▶ _Required task_
Nothing should be left out: output all of the entries exactly.

(Stored items)
start

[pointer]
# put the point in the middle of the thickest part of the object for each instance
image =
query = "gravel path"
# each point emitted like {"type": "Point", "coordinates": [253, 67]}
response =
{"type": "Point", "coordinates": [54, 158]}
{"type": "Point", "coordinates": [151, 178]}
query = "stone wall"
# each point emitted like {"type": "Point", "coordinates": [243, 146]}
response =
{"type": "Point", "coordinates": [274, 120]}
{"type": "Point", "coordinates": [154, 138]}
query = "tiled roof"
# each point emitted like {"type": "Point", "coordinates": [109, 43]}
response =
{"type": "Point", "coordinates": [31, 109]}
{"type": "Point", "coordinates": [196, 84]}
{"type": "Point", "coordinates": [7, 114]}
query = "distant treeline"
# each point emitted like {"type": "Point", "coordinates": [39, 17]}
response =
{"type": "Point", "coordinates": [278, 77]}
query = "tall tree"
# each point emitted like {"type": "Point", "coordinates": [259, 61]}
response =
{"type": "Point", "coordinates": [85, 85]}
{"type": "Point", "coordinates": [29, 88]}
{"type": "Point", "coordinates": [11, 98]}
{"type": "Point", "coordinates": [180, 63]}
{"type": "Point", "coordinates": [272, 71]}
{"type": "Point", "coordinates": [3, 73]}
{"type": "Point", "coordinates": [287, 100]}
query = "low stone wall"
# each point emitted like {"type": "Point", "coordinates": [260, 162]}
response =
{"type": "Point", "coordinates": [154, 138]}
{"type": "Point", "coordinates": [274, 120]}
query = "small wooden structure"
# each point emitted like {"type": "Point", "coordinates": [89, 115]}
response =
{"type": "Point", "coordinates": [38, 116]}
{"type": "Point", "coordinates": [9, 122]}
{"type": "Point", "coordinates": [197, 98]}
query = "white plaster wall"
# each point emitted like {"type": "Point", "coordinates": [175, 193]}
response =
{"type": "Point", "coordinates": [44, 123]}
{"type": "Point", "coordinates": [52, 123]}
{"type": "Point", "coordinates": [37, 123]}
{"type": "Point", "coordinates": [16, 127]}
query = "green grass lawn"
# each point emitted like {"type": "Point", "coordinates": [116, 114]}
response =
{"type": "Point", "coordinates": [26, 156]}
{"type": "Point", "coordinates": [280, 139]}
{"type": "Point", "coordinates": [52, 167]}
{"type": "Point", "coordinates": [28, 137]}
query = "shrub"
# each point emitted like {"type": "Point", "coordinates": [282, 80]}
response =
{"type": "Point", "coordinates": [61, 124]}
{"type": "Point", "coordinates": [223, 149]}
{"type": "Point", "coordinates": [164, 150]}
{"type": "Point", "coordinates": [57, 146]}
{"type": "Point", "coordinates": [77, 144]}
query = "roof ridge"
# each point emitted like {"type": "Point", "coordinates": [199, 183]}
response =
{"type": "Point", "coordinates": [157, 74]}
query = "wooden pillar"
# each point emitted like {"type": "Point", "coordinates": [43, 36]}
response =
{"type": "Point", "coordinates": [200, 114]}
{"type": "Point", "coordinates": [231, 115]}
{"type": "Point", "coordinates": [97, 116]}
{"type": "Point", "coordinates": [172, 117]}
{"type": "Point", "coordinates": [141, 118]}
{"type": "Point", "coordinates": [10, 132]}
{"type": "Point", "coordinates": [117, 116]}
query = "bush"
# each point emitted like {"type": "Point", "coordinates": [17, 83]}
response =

end

▶ _Result for this task_
[pointer]
# put the point in the middle of the thickest part of the object for each instance
image =
query = "gravel path"
# each point emitted like {"type": "Point", "coordinates": [253, 67]}
response =
{"type": "Point", "coordinates": [54, 158]}
{"type": "Point", "coordinates": [151, 178]}
query = "stone wall"
# each point emitted like {"type": "Point", "coordinates": [243, 146]}
response =
{"type": "Point", "coordinates": [274, 120]}
{"type": "Point", "coordinates": [154, 138]}
query = "tiled roof"
# each point emitted like {"type": "Point", "coordinates": [109, 43]}
response =
{"type": "Point", "coordinates": [31, 109]}
{"type": "Point", "coordinates": [196, 84]}
{"type": "Point", "coordinates": [7, 114]}
query = "distant treeline"
# each point emitted like {"type": "Point", "coordinates": [39, 17]}
response =
{"type": "Point", "coordinates": [278, 77]}
query = "tall tree"
# each point emitted like {"type": "Point", "coordinates": [259, 61]}
response =
{"type": "Point", "coordinates": [85, 85]}
{"type": "Point", "coordinates": [29, 88]}
{"type": "Point", "coordinates": [11, 98]}
{"type": "Point", "coordinates": [180, 63]}
{"type": "Point", "coordinates": [272, 71]}
{"type": "Point", "coordinates": [3, 73]}
{"type": "Point", "coordinates": [287, 100]}
query = "low stone wall"
# each point emitted like {"type": "Point", "coordinates": [260, 162]}
response =
{"type": "Point", "coordinates": [154, 138]}
{"type": "Point", "coordinates": [274, 120]}
query = "small wooden structure"
# each point emitted like {"type": "Point", "coordinates": [89, 115]}
response =
{"type": "Point", "coordinates": [38, 116]}
{"type": "Point", "coordinates": [9, 122]}
{"type": "Point", "coordinates": [197, 98]}
query = "white plaster wall"
# each point emitted like {"type": "Point", "coordinates": [175, 193]}
response =
{"type": "Point", "coordinates": [44, 123]}
{"type": "Point", "coordinates": [52, 123]}
{"type": "Point", "coordinates": [37, 123]}
{"type": "Point", "coordinates": [16, 127]}
query = "green grass lawn"
# each point emitted like {"type": "Point", "coordinates": [116, 114]}
response =
{"type": "Point", "coordinates": [26, 156]}
{"type": "Point", "coordinates": [280, 139]}
{"type": "Point", "coordinates": [52, 167]}
{"type": "Point", "coordinates": [28, 137]}
query = "shrub"
# each point emitted like {"type": "Point", "coordinates": [282, 80]}
response =
{"type": "Point", "coordinates": [61, 124]}
{"type": "Point", "coordinates": [223, 149]}
{"type": "Point", "coordinates": [164, 150]}
{"type": "Point", "coordinates": [57, 146]}
{"type": "Point", "coordinates": [77, 144]}
query = "roof ridge"
# each point emitted like {"type": "Point", "coordinates": [199, 183]}
response =
{"type": "Point", "coordinates": [157, 74]}
query = "wooden pillar"
# each point emitted like {"type": "Point", "coordinates": [43, 36]}
response =
{"type": "Point", "coordinates": [200, 114]}
{"type": "Point", "coordinates": [231, 115]}
{"type": "Point", "coordinates": [97, 116]}
{"type": "Point", "coordinates": [172, 117]}
{"type": "Point", "coordinates": [141, 118]}
{"type": "Point", "coordinates": [10, 132]}
{"type": "Point", "coordinates": [117, 116]}
query = "bush"
# each point emitted like {"type": "Point", "coordinates": [17, 83]}
response =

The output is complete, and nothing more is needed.